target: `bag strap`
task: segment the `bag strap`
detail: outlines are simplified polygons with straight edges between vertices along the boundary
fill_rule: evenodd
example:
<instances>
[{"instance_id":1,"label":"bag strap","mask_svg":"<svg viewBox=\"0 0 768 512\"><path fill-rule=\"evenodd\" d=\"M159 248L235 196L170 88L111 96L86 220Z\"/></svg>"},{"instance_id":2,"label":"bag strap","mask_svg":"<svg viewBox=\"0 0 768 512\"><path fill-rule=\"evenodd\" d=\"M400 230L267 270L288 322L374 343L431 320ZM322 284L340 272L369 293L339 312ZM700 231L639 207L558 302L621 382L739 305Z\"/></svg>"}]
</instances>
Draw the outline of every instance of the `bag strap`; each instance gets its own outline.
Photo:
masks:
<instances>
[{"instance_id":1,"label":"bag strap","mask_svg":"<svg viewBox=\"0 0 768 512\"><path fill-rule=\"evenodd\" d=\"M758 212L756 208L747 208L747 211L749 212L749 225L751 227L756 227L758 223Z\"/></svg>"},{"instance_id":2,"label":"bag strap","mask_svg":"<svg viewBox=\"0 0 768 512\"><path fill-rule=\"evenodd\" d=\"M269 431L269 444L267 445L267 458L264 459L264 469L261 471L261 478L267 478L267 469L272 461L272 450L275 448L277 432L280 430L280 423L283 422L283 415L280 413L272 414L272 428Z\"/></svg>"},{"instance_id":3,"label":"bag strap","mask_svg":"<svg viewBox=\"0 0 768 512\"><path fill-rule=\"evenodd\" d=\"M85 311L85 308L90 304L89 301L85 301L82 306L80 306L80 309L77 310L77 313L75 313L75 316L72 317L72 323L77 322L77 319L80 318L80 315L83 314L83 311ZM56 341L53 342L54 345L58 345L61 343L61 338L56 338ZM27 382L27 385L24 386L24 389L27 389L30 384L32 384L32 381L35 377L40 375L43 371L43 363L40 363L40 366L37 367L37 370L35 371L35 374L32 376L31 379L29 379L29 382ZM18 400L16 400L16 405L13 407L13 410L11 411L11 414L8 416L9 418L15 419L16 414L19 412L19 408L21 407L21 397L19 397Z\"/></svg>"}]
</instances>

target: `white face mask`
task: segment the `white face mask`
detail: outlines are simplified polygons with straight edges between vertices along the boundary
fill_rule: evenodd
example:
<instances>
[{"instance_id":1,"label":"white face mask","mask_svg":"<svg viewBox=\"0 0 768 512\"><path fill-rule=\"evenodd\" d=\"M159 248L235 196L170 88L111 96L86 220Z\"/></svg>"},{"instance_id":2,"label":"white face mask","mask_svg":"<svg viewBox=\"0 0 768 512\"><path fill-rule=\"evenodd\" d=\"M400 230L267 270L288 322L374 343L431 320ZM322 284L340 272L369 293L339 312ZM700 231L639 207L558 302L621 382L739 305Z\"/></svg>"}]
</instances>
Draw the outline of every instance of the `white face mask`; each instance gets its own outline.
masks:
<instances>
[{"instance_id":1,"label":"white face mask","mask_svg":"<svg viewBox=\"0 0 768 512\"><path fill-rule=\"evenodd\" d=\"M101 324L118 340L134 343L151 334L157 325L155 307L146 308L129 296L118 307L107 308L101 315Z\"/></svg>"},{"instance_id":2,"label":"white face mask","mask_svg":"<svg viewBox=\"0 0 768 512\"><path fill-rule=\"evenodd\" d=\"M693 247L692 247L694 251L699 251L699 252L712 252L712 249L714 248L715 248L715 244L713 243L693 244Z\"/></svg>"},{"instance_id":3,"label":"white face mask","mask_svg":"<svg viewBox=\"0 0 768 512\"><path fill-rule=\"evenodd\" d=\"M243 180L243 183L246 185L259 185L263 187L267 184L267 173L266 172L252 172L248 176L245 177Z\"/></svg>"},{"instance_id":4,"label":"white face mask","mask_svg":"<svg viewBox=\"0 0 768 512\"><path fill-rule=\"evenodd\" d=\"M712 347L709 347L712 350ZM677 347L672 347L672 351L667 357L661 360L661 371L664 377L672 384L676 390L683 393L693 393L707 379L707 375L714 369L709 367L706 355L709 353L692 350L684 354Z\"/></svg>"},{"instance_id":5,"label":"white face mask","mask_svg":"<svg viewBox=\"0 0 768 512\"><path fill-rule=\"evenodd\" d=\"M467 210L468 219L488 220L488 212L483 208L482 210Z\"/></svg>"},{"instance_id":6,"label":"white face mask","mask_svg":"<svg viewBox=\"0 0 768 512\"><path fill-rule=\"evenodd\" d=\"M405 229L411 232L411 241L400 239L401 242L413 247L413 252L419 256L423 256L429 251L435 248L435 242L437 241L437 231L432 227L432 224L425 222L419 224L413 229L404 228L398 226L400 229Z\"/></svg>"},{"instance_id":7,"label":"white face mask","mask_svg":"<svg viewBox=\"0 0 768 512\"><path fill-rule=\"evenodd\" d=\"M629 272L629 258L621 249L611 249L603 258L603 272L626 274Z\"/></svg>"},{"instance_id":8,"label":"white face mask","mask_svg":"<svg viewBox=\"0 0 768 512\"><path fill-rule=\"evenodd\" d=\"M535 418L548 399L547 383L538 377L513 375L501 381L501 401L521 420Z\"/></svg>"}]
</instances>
* * * * * * *
▶ DESCRIPTION OF THE TASK: When a line above includes the word "each", please list that line.

▶ RESPONSE:
Draw the outline of every instance of the `bag strap`; each instance gets its own outline.
Draw the outline of every instance of the `white face mask`; each instance gets its own outline.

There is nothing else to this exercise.